Work to complete — Nothing before the line containing "Each instance receives exactly one keypoint. Mark the black" belongs in the answer; quote that line and all lines after it through the end of the material, word for word.

Data to use —
--- start ---
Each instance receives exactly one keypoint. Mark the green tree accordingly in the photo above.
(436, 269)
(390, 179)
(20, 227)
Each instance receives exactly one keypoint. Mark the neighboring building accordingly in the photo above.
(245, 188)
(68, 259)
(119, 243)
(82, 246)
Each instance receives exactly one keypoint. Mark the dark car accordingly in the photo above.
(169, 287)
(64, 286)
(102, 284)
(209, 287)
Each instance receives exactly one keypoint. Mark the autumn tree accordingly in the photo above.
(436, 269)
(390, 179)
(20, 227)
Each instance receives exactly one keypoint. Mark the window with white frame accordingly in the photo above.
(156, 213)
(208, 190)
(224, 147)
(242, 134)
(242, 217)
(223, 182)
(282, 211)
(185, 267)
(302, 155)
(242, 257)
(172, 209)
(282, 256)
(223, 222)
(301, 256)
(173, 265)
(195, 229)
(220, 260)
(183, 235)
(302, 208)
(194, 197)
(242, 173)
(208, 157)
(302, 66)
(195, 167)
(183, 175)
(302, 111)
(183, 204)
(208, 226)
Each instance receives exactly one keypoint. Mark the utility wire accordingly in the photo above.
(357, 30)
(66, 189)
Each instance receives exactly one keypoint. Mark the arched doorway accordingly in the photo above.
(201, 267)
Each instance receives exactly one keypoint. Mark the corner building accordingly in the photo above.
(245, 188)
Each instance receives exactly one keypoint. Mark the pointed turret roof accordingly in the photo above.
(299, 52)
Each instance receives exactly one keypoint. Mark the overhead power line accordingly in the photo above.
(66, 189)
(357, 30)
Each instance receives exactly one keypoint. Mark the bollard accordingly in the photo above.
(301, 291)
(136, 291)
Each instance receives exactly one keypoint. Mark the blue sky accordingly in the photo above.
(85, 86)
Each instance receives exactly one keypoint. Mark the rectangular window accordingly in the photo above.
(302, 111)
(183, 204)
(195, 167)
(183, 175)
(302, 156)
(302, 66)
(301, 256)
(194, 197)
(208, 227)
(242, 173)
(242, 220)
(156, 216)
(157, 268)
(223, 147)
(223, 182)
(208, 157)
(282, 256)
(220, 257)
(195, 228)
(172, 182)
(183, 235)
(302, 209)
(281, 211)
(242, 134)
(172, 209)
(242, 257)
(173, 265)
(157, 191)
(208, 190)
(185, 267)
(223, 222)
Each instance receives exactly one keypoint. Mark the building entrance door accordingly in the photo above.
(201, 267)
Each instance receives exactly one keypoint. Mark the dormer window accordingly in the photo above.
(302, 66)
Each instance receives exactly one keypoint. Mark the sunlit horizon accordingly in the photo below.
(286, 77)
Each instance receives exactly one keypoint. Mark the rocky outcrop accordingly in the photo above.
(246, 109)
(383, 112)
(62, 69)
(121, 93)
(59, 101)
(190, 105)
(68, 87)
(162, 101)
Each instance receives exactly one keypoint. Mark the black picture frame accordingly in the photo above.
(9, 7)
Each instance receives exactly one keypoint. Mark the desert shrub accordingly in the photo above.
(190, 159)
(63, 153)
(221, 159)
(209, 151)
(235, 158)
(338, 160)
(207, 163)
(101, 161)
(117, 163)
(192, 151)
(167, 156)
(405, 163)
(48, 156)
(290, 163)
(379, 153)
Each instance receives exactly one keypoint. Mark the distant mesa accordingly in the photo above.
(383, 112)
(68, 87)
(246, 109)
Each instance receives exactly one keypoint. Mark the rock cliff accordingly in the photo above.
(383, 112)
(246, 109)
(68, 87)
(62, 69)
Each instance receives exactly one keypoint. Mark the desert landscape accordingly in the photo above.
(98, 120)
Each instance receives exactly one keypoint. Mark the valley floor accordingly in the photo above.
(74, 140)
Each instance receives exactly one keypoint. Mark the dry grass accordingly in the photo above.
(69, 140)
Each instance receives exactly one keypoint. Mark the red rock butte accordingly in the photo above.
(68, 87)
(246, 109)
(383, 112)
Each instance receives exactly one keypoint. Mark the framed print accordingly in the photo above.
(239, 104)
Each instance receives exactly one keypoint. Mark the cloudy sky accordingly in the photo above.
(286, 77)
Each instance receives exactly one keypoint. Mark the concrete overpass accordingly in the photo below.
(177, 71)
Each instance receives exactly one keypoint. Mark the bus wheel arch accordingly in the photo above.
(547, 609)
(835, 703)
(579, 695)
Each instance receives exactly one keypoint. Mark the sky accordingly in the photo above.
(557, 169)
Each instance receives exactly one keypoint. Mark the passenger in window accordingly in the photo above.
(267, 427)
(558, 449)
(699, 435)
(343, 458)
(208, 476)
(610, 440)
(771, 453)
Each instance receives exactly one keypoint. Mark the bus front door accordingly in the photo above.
--- end ---
Full solution —
Each instance receives exactly one keypoint. Mark the black picture frame accordingly in the photo above.
(9, 7)
Each instance receives exactly one keypoint. Mark the desert shrub accordingly in the photo above.
(190, 159)
(63, 153)
(221, 159)
(209, 151)
(235, 158)
(338, 160)
(207, 163)
(101, 161)
(117, 163)
(192, 151)
(167, 156)
(405, 163)
(48, 156)
(290, 163)
(379, 153)
Each instance receives exactly one keypoint. Mark the distant mesa accordingly in the photo above.
(383, 112)
(68, 87)
(246, 109)
Each instance receives exactly one keypoint. Mark the rock cliff accordingly in the photo above.
(383, 112)
(246, 109)
(68, 87)
(62, 69)
Each instance receives exactly one keypoint. Mark the desert landscape accordingly in the photo above.
(98, 120)
Each instance receives exactly one keypoint. Mark the valley floor accordingly in the photo above.
(74, 140)
Each instance receives exactly one keypoint. Mark the dry grass accordingly in the photo above.
(69, 140)
Each instance receives exactly one keypoint. Mark the red rock butte accordingly in the photo above.
(68, 87)
(246, 109)
(383, 112)
Each instance receives exactly one keypoint. Mark the framed print accordingly in the photo above.
(239, 104)
Each instance receives exactly one keypoint. Mark the cloudy sky accordingly in the photo above.
(286, 77)
Each instance receives exactly one keypoint. Mark the concrete overpass accordingly in the photo below.
(177, 71)
Each instance receives exactly one keypoint. Mark the bus wheel arch accordingly in the photo above.
(547, 609)
(835, 703)
(579, 695)
Each instance receives exactly one keypoint. Mark the sky accordingly in the photo above.
(557, 169)
Each instance receives exactly one keypoint. Mark the passenger in window accordingly in the photo above.
(267, 427)
(558, 449)
(699, 435)
(343, 458)
(208, 476)
(610, 440)
(771, 453)
Each instance receives exactly one keypoint. Mark the bus front door accordingly in the photo above.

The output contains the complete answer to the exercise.